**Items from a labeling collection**
— Start —

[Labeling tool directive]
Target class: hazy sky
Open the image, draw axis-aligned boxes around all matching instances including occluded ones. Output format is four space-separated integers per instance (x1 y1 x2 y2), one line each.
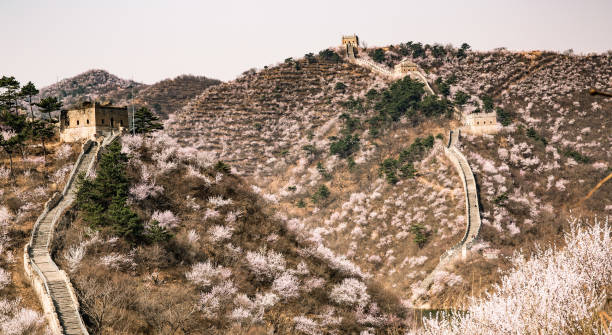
0 0 612 86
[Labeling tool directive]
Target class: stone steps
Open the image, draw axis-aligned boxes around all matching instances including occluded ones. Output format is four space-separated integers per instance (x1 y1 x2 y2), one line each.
29 144 103 335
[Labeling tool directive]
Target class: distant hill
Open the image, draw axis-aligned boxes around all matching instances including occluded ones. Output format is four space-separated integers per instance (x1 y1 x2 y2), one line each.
135 75 221 118
166 46 612 306
39 69 147 107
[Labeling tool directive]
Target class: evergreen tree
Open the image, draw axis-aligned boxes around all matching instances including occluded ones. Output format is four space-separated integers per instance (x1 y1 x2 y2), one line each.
36 97 62 120
77 142 144 242
0 76 19 114
30 119 55 163
134 107 164 134
21 81 39 119
0 110 30 163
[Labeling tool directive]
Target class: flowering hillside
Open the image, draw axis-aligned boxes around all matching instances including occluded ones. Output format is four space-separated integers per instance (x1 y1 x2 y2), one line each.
419 219 612 335
134 75 221 118
167 43 612 312
0 138 78 335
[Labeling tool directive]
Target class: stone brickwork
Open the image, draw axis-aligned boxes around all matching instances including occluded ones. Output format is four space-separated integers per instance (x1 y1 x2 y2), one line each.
461 112 501 135
394 59 419 76
59 103 129 142
342 35 359 48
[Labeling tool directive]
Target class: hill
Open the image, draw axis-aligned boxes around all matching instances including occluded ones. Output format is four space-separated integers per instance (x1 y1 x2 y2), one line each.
134 75 221 118
54 134 409 334
33 70 220 118
168 43 612 306
35 69 147 108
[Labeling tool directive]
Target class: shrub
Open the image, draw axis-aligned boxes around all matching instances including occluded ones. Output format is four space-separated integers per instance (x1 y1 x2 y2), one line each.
334 82 346 91
495 107 512 127
319 49 342 63
455 91 470 106
410 223 428 248
312 185 331 202
562 148 591 164
329 278 370 307
424 220 612 335
329 135 359 158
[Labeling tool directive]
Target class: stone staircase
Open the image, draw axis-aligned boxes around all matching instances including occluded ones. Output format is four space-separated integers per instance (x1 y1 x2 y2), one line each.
411 129 482 308
346 48 435 94
24 135 118 335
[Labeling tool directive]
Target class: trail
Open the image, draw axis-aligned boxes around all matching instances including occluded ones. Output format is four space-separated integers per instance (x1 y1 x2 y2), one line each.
23 135 118 335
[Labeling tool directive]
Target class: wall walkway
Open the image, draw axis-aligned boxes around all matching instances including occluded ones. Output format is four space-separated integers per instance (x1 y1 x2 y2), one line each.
23 135 118 335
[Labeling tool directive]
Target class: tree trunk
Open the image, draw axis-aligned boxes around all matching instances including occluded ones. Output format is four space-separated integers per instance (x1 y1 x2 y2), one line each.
40 137 47 165
29 96 34 120
7 151 15 182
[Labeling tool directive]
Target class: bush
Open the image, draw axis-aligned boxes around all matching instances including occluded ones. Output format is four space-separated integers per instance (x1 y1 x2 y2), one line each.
329 135 359 158
76 142 144 242
562 148 591 164
312 185 331 202
455 91 470 106
319 49 342 63
495 107 512 127
410 223 428 248
370 49 385 63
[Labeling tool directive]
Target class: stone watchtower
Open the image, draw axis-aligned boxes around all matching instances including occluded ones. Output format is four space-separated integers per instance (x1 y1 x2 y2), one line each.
59 102 129 142
394 59 419 75
342 35 359 58
461 112 501 135
342 35 359 48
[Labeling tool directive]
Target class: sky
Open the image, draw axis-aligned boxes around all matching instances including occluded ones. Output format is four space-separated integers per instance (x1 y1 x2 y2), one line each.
0 0 612 87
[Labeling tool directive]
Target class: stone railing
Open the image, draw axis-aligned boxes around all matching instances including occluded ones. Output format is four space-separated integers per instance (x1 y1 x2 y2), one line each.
24 134 119 334
347 54 435 94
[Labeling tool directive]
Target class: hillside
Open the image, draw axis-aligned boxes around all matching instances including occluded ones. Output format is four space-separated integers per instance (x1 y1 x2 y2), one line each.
38 70 220 118
134 75 221 118
167 44 612 306
54 134 410 334
34 70 147 108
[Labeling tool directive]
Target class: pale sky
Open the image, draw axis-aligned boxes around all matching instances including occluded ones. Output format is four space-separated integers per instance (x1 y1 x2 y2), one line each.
0 0 612 87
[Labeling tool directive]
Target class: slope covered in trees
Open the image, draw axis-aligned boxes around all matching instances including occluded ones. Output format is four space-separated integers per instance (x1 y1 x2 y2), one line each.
134 75 221 118
168 43 612 306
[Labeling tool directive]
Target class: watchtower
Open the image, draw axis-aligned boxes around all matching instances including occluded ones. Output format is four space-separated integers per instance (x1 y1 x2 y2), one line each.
394 59 419 75
461 112 501 135
59 102 129 142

— End —

**Exercise requirements**
Convert all the lines of the items above into a JSON list of strings, one string per line and no blank lines. Omit the pictures.

**Answer for the task**
[
  "[Labeling tool directive]",
  "Target class: hazy sky",
  "Open the image, draw axis-aligned boxes around all matching instances including occluded ones. Output format is four space-separated integers per instance (x1 y1 x2 y2), one line each.",
  "0 0 612 86",
  "[Labeling tool directive]",
  "Target class: stone steps",
  "Open the image, draw axis-aligned boxes around all matching instances including occluded ones. Output format is four space-separated integers per instance (x1 y1 x2 y2), one line each.",
  "29 144 103 335",
  "[Labeling tool directive]",
  "Target class: distant hill",
  "Open the image, draw axis-aligned boxes around all matching instances including occluded ones. Output format is four space-separated integers per instance (x1 y1 x2 y2), one line each.",
  "135 75 221 118",
  "166 46 612 306",
  "39 69 147 107",
  "[Labeling tool directive]",
  "Target class: evergreen tree",
  "Open the image, draw axis-aligned boxes around all matching instances including occluded ones. Output format is four space-separated integers per instance (x1 y1 x2 y2), one line each.",
  "36 97 62 120",
  "77 142 144 242",
  "0 76 19 114",
  "30 119 55 163",
  "134 107 164 134",
  "21 81 39 119",
  "0 110 30 163",
  "[Labeling tool directive]",
  "Target class: flowering hillside",
  "Open the image, draw axis-aligned boxes around all matching instances including occluded ones. Output format is four space-separated integers per instance (x1 y1 x2 y2), one line each.",
  "419 219 612 335",
  "134 75 221 118",
  "167 43 612 312",
  "0 138 78 335",
  "[Labeling tool directive]",
  "Target class: stone brickwork",
  "Open the image, draw axis-aligned boxes around all matching instances including occluded ones. Output format is four space-separated integers per instance (x1 y1 x2 y2), one line each.",
  "461 112 501 135",
  "394 59 419 76",
  "59 103 129 142",
  "342 35 359 48",
  "[Labeling tool directive]",
  "Target class: hill",
  "Open the image, draw axis-aligned boxes around all matching instances including occluded ones. Output format is four space-separated integers per instance (x1 y1 x2 y2), one line each.",
  "134 75 221 118",
  "54 134 409 334",
  "33 70 220 118",
  "168 43 612 306",
  "35 69 147 108",
  "[Labeling tool directive]",
  "Target class: shrub",
  "Open the image, draw axis-aligned boxes around all matching instances including occluded ones. Output format is four space-separated integers per instance (x1 y1 x2 y2), one line each.",
  "334 82 346 91",
  "495 107 512 127",
  "319 49 342 63",
  "455 91 470 106",
  "410 223 428 248",
  "312 185 331 202",
  "562 148 591 164",
  "329 278 370 307",
  "424 220 612 335",
  "329 135 359 158",
  "[Labeling tool directive]",
  "Target class: stone staircase",
  "Open the image, draw axis-aligned boxes around all matching instances including occluded ones. Output format is four space-separated integers per instance (x1 y1 x2 y2), one line each.",
  "411 129 482 308",
  "346 48 435 94",
  "24 135 118 335",
  "[Labeling tool directive]",
  "Target class: trail",
  "Open the image, draw axis-aligned boxes around all matching instances including occluded ones. Output format is four space-separated integers per instance (x1 y1 x2 y2), one line each.",
  "23 135 118 335",
  "[Labeling tool directive]",
  "Target class: wall walkway",
  "Open the image, draw axis-aligned boxes around all matching instances including occluded ones. Output format is four space-separated integers per instance (x1 y1 x2 y2), one line each.",
  "23 135 118 335",
  "[Labeling tool directive]",
  "Target class: tree trunk",
  "Open the image, draw axis-aligned boxes around all matching instances including occluded ones. Output format is four space-separated integers per instance (x1 y1 x2 y2), one line each.",
  "40 137 47 165",
  "29 96 34 120",
  "7 151 15 182",
  "[Labeling tool directive]",
  "Target class: bush",
  "Open the image, draw axis-aligned boxes around all matching instances including occluded ones. Output format is four space-separated integers per instance (x1 y1 x2 y2), one line each.",
  "329 135 359 158",
  "76 142 144 242",
  "562 148 591 164",
  "312 185 331 202",
  "455 91 470 106",
  "319 49 342 63",
  "495 107 512 127",
  "410 223 428 248",
  "370 49 385 63",
  "[Labeling tool directive]",
  "Target class: stone watchtower",
  "Open the image, draw axis-aligned boxes around all matching instances including occluded ones. Output format is four space-separated integers per instance (x1 y1 x2 y2), one line each.",
  "59 102 129 142",
  "394 59 419 75",
  "342 35 359 58",
  "461 112 501 135",
  "342 35 359 48",
  "[Labeling tool directive]",
  "Target class: sky",
  "Open the image, draw axis-aligned boxes around all matching instances including occluded ones. Output format is four space-separated integers per instance (x1 y1 x2 y2), one line each.",
  "0 0 612 87",
  "[Labeling tool directive]",
  "Target class: stone railing",
  "Open the image, draw axis-aligned boxes around all matching instances including occluded ones. Output format is four space-separated integers per instance (x1 y1 x2 y2), one line each.",
  "24 134 119 334",
  "347 54 435 94",
  "[Labeling tool directive]",
  "Target class: hillside",
  "Open the image, draw axis-aligned boxes around all matching instances including occluded ones. Output format is four space-separated integers per instance (x1 y1 x2 y2), one line each.",
  "38 70 220 118",
  "134 75 221 118",
  "167 44 612 306",
  "54 134 410 334",
  "34 70 147 108",
  "[Labeling tool directive]",
  "Target class: pale sky",
  "Open the image, draw axis-aligned boxes around all matching instances including occluded ones. Output format is four space-separated integers per instance (x1 y1 x2 y2), one line each.",
  "0 0 612 87",
  "[Labeling tool directive]",
  "Target class: slope covered in trees",
  "Open the image, draw axis-aligned boxes around all matching instances including occluded ones. Output format is four space-separated integers per instance (x1 y1 x2 y2), one line each.",
  "134 75 221 118",
  "168 43 612 306",
  "[Labeling tool directive]",
  "Target class: watchtower",
  "Open the image, draw axis-aligned boxes around all matching instances including occluded ones. Output format is four space-separated integers per instance (x1 y1 x2 y2), one line each.",
  "394 59 419 75",
  "461 112 501 135",
  "59 102 129 142"
]